■ **WORK INSTRUCTIONS**
Omitting the pictures, restate all of the entries below exactly.

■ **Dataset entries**
>>>>>
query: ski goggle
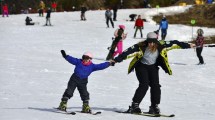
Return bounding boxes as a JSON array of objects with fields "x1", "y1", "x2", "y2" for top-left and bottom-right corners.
[{"x1": 82, "y1": 55, "x2": 92, "y2": 60}]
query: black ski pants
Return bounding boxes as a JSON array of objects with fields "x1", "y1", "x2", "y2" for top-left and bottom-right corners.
[
  {"x1": 133, "y1": 62, "x2": 161, "y2": 106},
  {"x1": 113, "y1": 11, "x2": 117, "y2": 21},
  {"x1": 106, "y1": 17, "x2": 114, "y2": 28},
  {"x1": 196, "y1": 47, "x2": 204, "y2": 64},
  {"x1": 161, "y1": 29, "x2": 167, "y2": 40},
  {"x1": 62, "y1": 74, "x2": 89, "y2": 102},
  {"x1": 46, "y1": 17, "x2": 51, "y2": 25},
  {"x1": 134, "y1": 27, "x2": 143, "y2": 38}
]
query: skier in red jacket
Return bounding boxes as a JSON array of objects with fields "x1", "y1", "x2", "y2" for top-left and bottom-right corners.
[
  {"x1": 2, "y1": 4, "x2": 9, "y2": 17},
  {"x1": 134, "y1": 15, "x2": 144, "y2": 38}
]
<<<<<
■ **RESPONSE AREA**
query: ski goggle
Return bounding boxes as a JSON array of objects with fields "x1", "y1", "x2", "y2" for top-left and bottom-right corners.
[{"x1": 82, "y1": 55, "x2": 92, "y2": 60}]
query: black ski pants
Return bounding boxes as a JSON array of objects with fields "x1", "y1", "x2", "y2" for top-left and bottom-right corners.
[
  {"x1": 133, "y1": 62, "x2": 161, "y2": 106},
  {"x1": 113, "y1": 11, "x2": 117, "y2": 21},
  {"x1": 106, "y1": 17, "x2": 114, "y2": 28},
  {"x1": 196, "y1": 47, "x2": 204, "y2": 64},
  {"x1": 161, "y1": 29, "x2": 167, "y2": 40},
  {"x1": 62, "y1": 74, "x2": 89, "y2": 102},
  {"x1": 46, "y1": 17, "x2": 51, "y2": 25},
  {"x1": 134, "y1": 27, "x2": 143, "y2": 38}
]
query: skier in red jacket
Return bounding boxes as a JSON array of objects with fields "x1", "y1", "x2", "y2" for top-left and bottom-right corners.
[
  {"x1": 2, "y1": 4, "x2": 9, "y2": 17},
  {"x1": 134, "y1": 15, "x2": 144, "y2": 38}
]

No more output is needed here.